### TASKS
1 – In the Snakemake lineage-calling instructions, rewrite the text from "This directory contains" up to and including "install TB Profiler.", changing "Mtb genomes" to "Mycobacterium tuberculosis genomes".
2 – According to the Snakemake lineage-calling instructions, why is TB Profiler's database updated with the --match_ref option pointing to ./reference/NC_000962_3.fa?

### PAGE EXCERPT

===

This directory contains two sequential Snakemake workflows for performing lineage calling on Mtb genomes (TB Profiler) from publicly available sequences hosted on NCBI.
conda create --name snakemake --file ./myenvs/spec-file-snakemake.txt
conda create --name tbprofiler --file ./myenvs/spec-file-tbprofiler.txt
conda create --name bioinfo --file ./myenvs/spec-file-bioinfo.txt
Setting up TB-Profiler to process existing .bam files, by specifying our reference genome to which our raw reads will be aligned to.
Create and activate a conda environment named 'tbprofiler', then install TB Profiler.
conda create --name tbprofiler
conda activate tbprofiler
conda install -c bioconda tb-profiler
tb-profiler update_tbdb --match_ref ./reference/NC_000962_3.fa
Option 1: Proceed from a query on NCBI Bioproject to a list of Bioproject accession IDs, then their corresponding SRA accessions
scripts/metadata2profile.R # for proceeding from a query on NCBI Bioproject to a list of Bioproject accessions
data/q03_bioproject_result.xml # for list of Bioproject accessions
scripts/slurm_bioproject2biosample-list.sh # for proceeding from list of Bioproject accessions to SRA accessions and metadata
scripts/bioproj2biosampleMeta.R # for compiling output from script above into data/alltab_full_240401.tsv
data/allSamplesENA_runaccs.list # contains a list of run accession IDs
scripts/slurm_sra2run_array.sh # for proceeding from list of run accession IDs to SRA accession IDs
To illustrate, we will analyse the list of SRA accessions corresponding to BioProject PRJNA736718.
The following slurm submission script was designed for ./data/PRJNA736718_sras.tsv Run just once to batch this initial tsv file into a series of smaller tsv files, each with the header 'SRA' followed by 100 SRA accessions.
sbatch slurm_batching.sh
Inspect the series of smaller tsv files, there should be 23 in total.
ll batchedtsvs/* | wc -l
In your directory of choice, prepare the following folders
cd /path/to/your/directory/
mkdir -p PRJNA736718/batch23
cd PRJNA736718/batch23
cp /path/to/cloned/repo/Bioproj2Lineage/slurm*Runacc* .

===

### GIVEN DATA

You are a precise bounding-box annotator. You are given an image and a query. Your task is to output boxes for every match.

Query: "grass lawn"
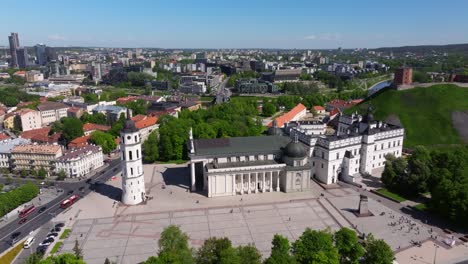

===

### ACTIVITY ANSWERS
1 –
This directory contains two sequential Snakemake workflows for performing lineage calling on Mycobacterium tuberculosis genomes (TB Profiler) from publicly available sequences hosted on NCBI.
conda create --name snakemake --file ./myenvs/spec-file-snakemake.txt
conda create --name tbprofiler --file ./myenvs/spec-file-tbprofiler.txt
conda create --name bioinfo --file ./myenvs/spec-file-bioinfo.txt
Setting up TB-Profiler to process existing .bam files, by specifying our reference genome to which our raw reads will be aligned to.
Create and activate a conda environment named 'tbprofiler', then install TB Profiler.

2 – This step specifies the reference genome to which the raw reads will be aligned. That sets up TB-Profiler to process existing .bam files.